> [Job]:
Please rewrite all of the data below, replacing "single point" with "single dot" and leaving everything else unchanged. Leave the pictures out of your answer.

> [Records to process]:
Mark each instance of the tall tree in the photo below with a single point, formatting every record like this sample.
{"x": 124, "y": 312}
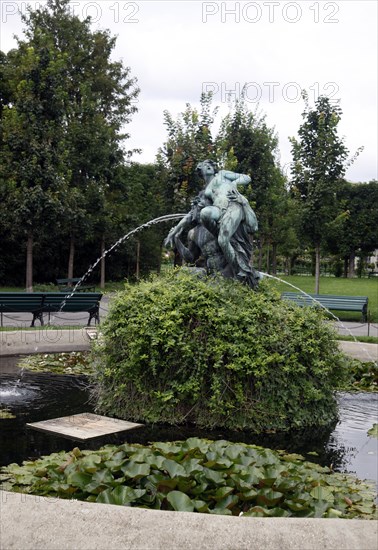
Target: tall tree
{"x": 355, "y": 232}
{"x": 318, "y": 168}
{"x": 189, "y": 142}
{"x": 63, "y": 76}
{"x": 247, "y": 145}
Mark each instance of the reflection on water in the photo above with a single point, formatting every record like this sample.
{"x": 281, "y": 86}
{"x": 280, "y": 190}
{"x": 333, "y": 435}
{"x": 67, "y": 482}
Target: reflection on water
{"x": 357, "y": 412}
{"x": 346, "y": 446}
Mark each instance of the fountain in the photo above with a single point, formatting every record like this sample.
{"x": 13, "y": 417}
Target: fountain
{"x": 230, "y": 257}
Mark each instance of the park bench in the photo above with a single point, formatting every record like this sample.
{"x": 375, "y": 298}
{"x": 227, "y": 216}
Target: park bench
{"x": 330, "y": 301}
{"x": 39, "y": 303}
{"x": 67, "y": 285}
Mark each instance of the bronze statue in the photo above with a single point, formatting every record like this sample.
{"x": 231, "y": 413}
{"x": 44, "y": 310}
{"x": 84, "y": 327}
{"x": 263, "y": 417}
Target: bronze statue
{"x": 220, "y": 224}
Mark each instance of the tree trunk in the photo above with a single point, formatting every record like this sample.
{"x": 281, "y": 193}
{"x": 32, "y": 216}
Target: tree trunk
{"x": 317, "y": 268}
{"x": 261, "y": 246}
{"x": 159, "y": 263}
{"x": 345, "y": 272}
{"x": 138, "y": 260}
{"x": 102, "y": 263}
{"x": 268, "y": 259}
{"x": 29, "y": 262}
{"x": 351, "y": 271}
{"x": 274, "y": 259}
{"x": 71, "y": 258}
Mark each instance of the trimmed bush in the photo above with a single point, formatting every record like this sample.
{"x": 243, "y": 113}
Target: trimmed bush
{"x": 181, "y": 349}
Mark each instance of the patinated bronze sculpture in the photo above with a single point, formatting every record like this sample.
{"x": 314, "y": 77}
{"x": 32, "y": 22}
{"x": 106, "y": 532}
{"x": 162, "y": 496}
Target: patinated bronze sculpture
{"x": 219, "y": 225}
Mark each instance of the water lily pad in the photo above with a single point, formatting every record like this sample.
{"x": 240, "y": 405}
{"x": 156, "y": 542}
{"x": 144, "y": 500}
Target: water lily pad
{"x": 180, "y": 501}
{"x": 373, "y": 432}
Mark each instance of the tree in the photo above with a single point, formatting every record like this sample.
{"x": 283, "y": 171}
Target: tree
{"x": 318, "y": 168}
{"x": 247, "y": 145}
{"x": 71, "y": 100}
{"x": 355, "y": 230}
{"x": 189, "y": 142}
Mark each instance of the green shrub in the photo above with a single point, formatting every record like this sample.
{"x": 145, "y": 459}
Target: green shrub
{"x": 214, "y": 353}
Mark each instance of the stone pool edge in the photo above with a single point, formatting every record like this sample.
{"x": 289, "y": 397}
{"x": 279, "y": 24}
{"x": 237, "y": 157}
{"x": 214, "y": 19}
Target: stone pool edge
{"x": 31, "y": 522}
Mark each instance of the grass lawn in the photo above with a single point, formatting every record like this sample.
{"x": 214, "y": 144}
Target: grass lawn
{"x": 340, "y": 287}
{"x": 328, "y": 285}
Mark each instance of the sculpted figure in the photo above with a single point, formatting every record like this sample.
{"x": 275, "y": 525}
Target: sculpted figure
{"x": 220, "y": 224}
{"x": 202, "y": 247}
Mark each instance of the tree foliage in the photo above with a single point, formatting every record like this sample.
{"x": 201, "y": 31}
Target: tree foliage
{"x": 319, "y": 164}
{"x": 63, "y": 110}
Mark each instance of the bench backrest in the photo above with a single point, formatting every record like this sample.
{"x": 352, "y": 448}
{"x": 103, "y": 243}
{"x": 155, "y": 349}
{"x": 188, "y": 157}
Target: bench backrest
{"x": 20, "y": 301}
{"x": 78, "y": 301}
{"x": 67, "y": 281}
{"x": 48, "y": 301}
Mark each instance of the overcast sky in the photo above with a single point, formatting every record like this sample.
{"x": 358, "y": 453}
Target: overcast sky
{"x": 177, "y": 49}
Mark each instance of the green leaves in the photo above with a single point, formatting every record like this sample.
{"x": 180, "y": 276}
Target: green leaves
{"x": 175, "y": 476}
{"x": 238, "y": 359}
{"x": 373, "y": 432}
{"x": 180, "y": 501}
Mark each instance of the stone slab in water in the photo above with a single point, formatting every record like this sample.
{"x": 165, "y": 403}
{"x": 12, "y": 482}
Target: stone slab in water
{"x": 83, "y": 426}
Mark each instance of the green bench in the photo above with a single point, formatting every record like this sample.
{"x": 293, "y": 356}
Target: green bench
{"x": 39, "y": 303}
{"x": 67, "y": 285}
{"x": 330, "y": 301}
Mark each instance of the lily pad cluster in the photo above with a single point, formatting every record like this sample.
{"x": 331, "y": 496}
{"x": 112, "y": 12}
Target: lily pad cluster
{"x": 363, "y": 376}
{"x": 196, "y": 475}
{"x": 6, "y": 414}
{"x": 73, "y": 363}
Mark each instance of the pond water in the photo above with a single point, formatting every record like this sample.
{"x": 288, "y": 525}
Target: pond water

> [Result]:
Mark each instance of the tall tree in the photo below with a single dot, formatting every record like this sample.
{"x": 124, "y": 312}
Target: tall tree
{"x": 355, "y": 232}
{"x": 318, "y": 168}
{"x": 189, "y": 142}
{"x": 63, "y": 76}
{"x": 247, "y": 145}
Mark each instance of the reflection on water in the photo above with a single dot, formatting every record like this sample.
{"x": 281, "y": 86}
{"x": 280, "y": 190}
{"x": 333, "y": 435}
{"x": 67, "y": 482}
Target: reflection on water
{"x": 357, "y": 412}
{"x": 346, "y": 446}
Mark each instance of the fountain in the photo above with a single dot, formatting every record like this sample.
{"x": 13, "y": 417}
Target: fountain
{"x": 230, "y": 257}
Mark each instance of the park bench in the photo above with a single dot, formatting every record like this sample.
{"x": 375, "y": 298}
{"x": 227, "y": 216}
Target: park bench
{"x": 330, "y": 301}
{"x": 39, "y": 303}
{"x": 67, "y": 285}
Mark each instance of the bronze statue in the photo above with a single dot, formatting every record like this sample.
{"x": 231, "y": 413}
{"x": 44, "y": 310}
{"x": 84, "y": 327}
{"x": 263, "y": 417}
Target: bronze statue
{"x": 220, "y": 224}
Mark each instance of the tree trunk in the photo above with a single dot, formatting every record like this sample.
{"x": 281, "y": 193}
{"x": 32, "y": 216}
Target: tree trunk
{"x": 317, "y": 268}
{"x": 261, "y": 246}
{"x": 159, "y": 263}
{"x": 345, "y": 272}
{"x": 138, "y": 260}
{"x": 102, "y": 263}
{"x": 268, "y": 259}
{"x": 29, "y": 262}
{"x": 351, "y": 271}
{"x": 274, "y": 259}
{"x": 71, "y": 258}
Mark each instance of the trimmed bush in the photo above with a single dot, formatting every record like this sample.
{"x": 243, "y": 113}
Target: trimmed bush
{"x": 181, "y": 349}
Mark each instance of the patinated bronze sculpture in the photo above with a single dot, formatting every record like this sample.
{"x": 314, "y": 77}
{"x": 32, "y": 22}
{"x": 106, "y": 532}
{"x": 162, "y": 496}
Target: patinated bronze sculpture
{"x": 219, "y": 225}
Mark each instance of the water lily pad in the photo above with a single dot, formatting every record like this sample.
{"x": 240, "y": 405}
{"x": 156, "y": 542}
{"x": 144, "y": 500}
Target: water lily pad
{"x": 180, "y": 501}
{"x": 373, "y": 432}
Mark each instance of the tree in the photo above with a single dot, formatting every record like this sample.
{"x": 283, "y": 171}
Target: tree
{"x": 318, "y": 168}
{"x": 247, "y": 145}
{"x": 71, "y": 100}
{"x": 355, "y": 230}
{"x": 189, "y": 142}
Mark each instance of the green shrub in the photo above with a single dot, formatting every record like this sample.
{"x": 145, "y": 459}
Target: green shrub
{"x": 214, "y": 353}
Mark each instance of the stone pool edge in the photo above with a single dot, formatting every record like this sample.
{"x": 289, "y": 397}
{"x": 279, "y": 24}
{"x": 237, "y": 157}
{"x": 214, "y": 19}
Target: stone pool edge
{"x": 31, "y": 522}
Mark each instance of the grass lawn in the photo above with a single dot, formatting every record like this sample.
{"x": 214, "y": 144}
Target: grass lawn
{"x": 340, "y": 287}
{"x": 328, "y": 285}
Mark each instance of the sculpted figure in the photo above with a single dot, formatting every record like this sample.
{"x": 275, "y": 525}
Target: sculpted figure
{"x": 220, "y": 224}
{"x": 202, "y": 247}
Mark each instance of the tree foliage in the photo above with a single dot, formatting every record like this sample.
{"x": 201, "y": 31}
Target: tree foliage
{"x": 319, "y": 164}
{"x": 63, "y": 110}
Mark each instance of the bench backrest in the photo above with a single dot, formatting every record like this sample.
{"x": 352, "y": 448}
{"x": 103, "y": 243}
{"x": 155, "y": 349}
{"x": 188, "y": 157}
Target: bench backrest
{"x": 20, "y": 301}
{"x": 78, "y": 301}
{"x": 67, "y": 281}
{"x": 48, "y": 301}
Mark each instance of the overcast sky in the photo above with a single dot, formatting every record like this sample.
{"x": 358, "y": 453}
Target: overcast sky
{"x": 177, "y": 49}
Mark each instance of the green leaves in the photo above with a single dot, formatting every record like this sample.
{"x": 180, "y": 276}
Target: green leaves
{"x": 175, "y": 476}
{"x": 238, "y": 359}
{"x": 373, "y": 432}
{"x": 180, "y": 501}
Mark each instance of the stone slab in water in the photo above with a single dot, formatting every record like this sample.
{"x": 165, "y": 403}
{"x": 12, "y": 482}
Target: stone slab in water
{"x": 83, "y": 426}
Mark each instance of the green bench in the photo above with a single dot, formatting every record like this sample.
{"x": 293, "y": 356}
Target: green bench
{"x": 39, "y": 303}
{"x": 67, "y": 285}
{"x": 330, "y": 301}
Mark each instance of the lily pad cluster in the photo above with a single dot, formatting every record like this sample.
{"x": 331, "y": 496}
{"x": 112, "y": 12}
Target: lily pad cluster
{"x": 363, "y": 376}
{"x": 196, "y": 475}
{"x": 6, "y": 414}
{"x": 73, "y": 363}
Mark each instance of the pond water in the photo above with a single dot, formatting every record like this sample.
{"x": 288, "y": 525}
Target: pond water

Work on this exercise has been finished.